- Set problem 1:
Copy the entries below word for word, beginning at the line that contains "For every instance" and continuing through the last line of the entries. Omit the pictures from your copy.

In one embodiment, the optical encoder further includes a digital signal section for processing a digital signal obtained from an output signal of the arithmetic processing section, the digital signal section including at least one of an adjustable resistor or an adjustable capacitance for adjusting at least one of a rise time or a fall time of the digital signal.

In the optical encoder of this embodiment, the adjustable resistor or the adjustable capacitance of the digital signal section adjusts at least one of the rise time or the fall time of a digital signal, so that the duty ratio of the digital signal can be adjusted, and thereby variations in the duty ratio of the digital signal can be reduced.

Electronic equipment according to an embodiment includes the above-described optical encoder.

Since the electronic equipment of this embodiment comprises a steady optical encoder which has an excellent operational accuracy and a few variations in the output signal also when the amount of received light varies, the operation accuracy of the electronic equipment can be increased.

BRIEF DESCRIPTION OF THE DRAWINGS

The present invention will become more fully understood from the detailed description given hereinbelow and the accompanying drawings which are given by way of illustration only, and thus are not intended to limit the present invention, and wherein:

FIG. 1A is a block diagram of a light-receiving circuit for obtaining a resolution which is twice the movement cycle of a movable member included in a first embodiment of the optical encoder according to the present invention;

FIG. 1B is a schematic diagram showing the optical system of the first embodiment;

FIG. 2 is a circuit diagram of a subtracter included in the first embodiment;

FIG. 3A is a circuit diagram of subtracters of a second embodiment of the optical encoder of the present invention;

FIG. 3B is a circuit diagram of adders of the second embodiment;

FIG. 4A is a circuit diagram of subtracters of a third embodiment of the optical encoder of the present invention;

FIG. 4B is a circuit diagram of adders of the third embodiment;

FIG. 5A is a circuit diagram of a comparator of a fourth embodiment of the optical encoder of the present invention;

FIG. 5B is a circuit diagram of another comparator of the fourth embodiment;

FIG. 6A is a circuit diagram of a comparator of a fifth embodiment of the optical encoder of the present invention;

FIG. 6B is a circuit diagram of another comparator of the fifth embodiment; and

FIG. 7 is a circuit diagram of an output circuit in the first to fifth embodiments.

DETAILED DESCRIPTION OF THE PREFERRED EMBODIMENTS

The present invention will be described in detail below according to embodiments shown in the figures.

First Embodiment

FIG. 1A is a representative block diagram of a light-receiving circuit included in a first embodiment of the optical encoder according to the present invention.

As shown in FIG. 1A, the light-receiving circuit constitutes a signal processing section and has subtracters 11 to 14 serving as the signal processing circuits, adders 21 to 24 serving as the arithmetic processing section, comparators 31 to 34 serving as the A/D converting section, exclusive-or circuits 41 and 42, and output circuits 51 and 52 as the digital signal section.

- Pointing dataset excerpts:
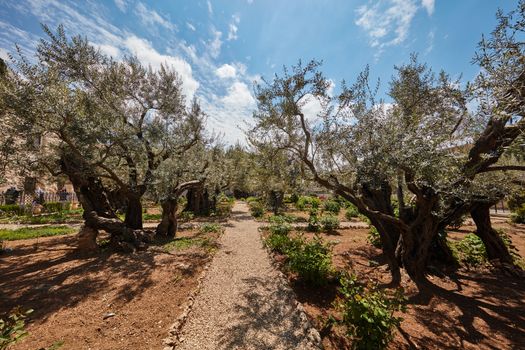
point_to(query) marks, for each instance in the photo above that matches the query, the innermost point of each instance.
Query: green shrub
(186, 216)
(313, 222)
(518, 216)
(12, 327)
(373, 237)
(282, 243)
(256, 209)
(329, 223)
(210, 227)
(368, 313)
(332, 206)
(470, 251)
(311, 260)
(351, 212)
(306, 202)
(56, 207)
(12, 209)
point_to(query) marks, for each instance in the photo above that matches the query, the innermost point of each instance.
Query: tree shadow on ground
(491, 306)
(265, 318)
(53, 275)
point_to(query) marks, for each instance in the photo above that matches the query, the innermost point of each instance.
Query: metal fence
(24, 199)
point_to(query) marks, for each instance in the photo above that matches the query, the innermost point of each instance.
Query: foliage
(329, 223)
(307, 202)
(12, 327)
(280, 228)
(311, 260)
(518, 216)
(257, 209)
(12, 209)
(368, 313)
(210, 227)
(186, 216)
(373, 237)
(470, 251)
(281, 243)
(351, 212)
(56, 207)
(332, 206)
(313, 222)
(35, 232)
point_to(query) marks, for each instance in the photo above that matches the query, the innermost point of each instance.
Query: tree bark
(494, 245)
(133, 217)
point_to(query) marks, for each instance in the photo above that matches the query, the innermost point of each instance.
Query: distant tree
(426, 143)
(111, 125)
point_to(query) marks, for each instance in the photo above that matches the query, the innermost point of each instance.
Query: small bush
(368, 313)
(256, 209)
(329, 223)
(312, 261)
(282, 244)
(314, 224)
(351, 212)
(306, 202)
(12, 209)
(211, 227)
(470, 251)
(332, 207)
(373, 237)
(12, 327)
(186, 216)
(56, 207)
(518, 216)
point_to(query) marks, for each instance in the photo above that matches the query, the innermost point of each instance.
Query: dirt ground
(74, 296)
(470, 309)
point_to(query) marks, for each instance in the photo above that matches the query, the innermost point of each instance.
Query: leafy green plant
(210, 227)
(470, 251)
(186, 216)
(256, 209)
(329, 223)
(368, 313)
(313, 222)
(332, 206)
(311, 260)
(518, 216)
(351, 212)
(12, 327)
(373, 237)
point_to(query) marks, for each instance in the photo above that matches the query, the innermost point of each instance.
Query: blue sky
(221, 47)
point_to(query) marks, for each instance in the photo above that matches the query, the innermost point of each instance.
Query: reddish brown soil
(469, 309)
(72, 292)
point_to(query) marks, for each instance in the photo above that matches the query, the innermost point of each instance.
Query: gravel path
(245, 303)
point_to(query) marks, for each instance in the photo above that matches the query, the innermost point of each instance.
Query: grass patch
(35, 232)
(183, 243)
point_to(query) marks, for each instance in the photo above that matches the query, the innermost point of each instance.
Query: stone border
(173, 339)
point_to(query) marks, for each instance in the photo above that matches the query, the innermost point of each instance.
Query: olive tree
(426, 142)
(110, 123)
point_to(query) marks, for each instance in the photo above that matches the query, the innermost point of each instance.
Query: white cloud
(148, 55)
(150, 18)
(387, 22)
(121, 4)
(428, 5)
(232, 33)
(226, 71)
(191, 26)
(215, 44)
(109, 50)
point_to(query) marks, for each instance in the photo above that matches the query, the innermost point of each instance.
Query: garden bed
(472, 308)
(102, 300)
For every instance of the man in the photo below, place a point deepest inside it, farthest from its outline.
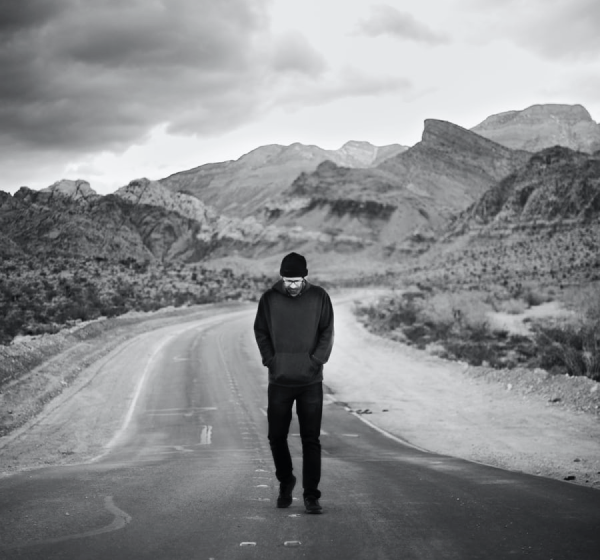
(294, 333)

- Set problem 2:
According to the optical encoder text, which components serve as the A/D converting section in FIG. 1A?

- Full response 1:
For every instance of the man in the photo below, place a point deepest inside it, farthest from its outline.
(294, 333)

- Full response 2:
Comparators 31 to 34.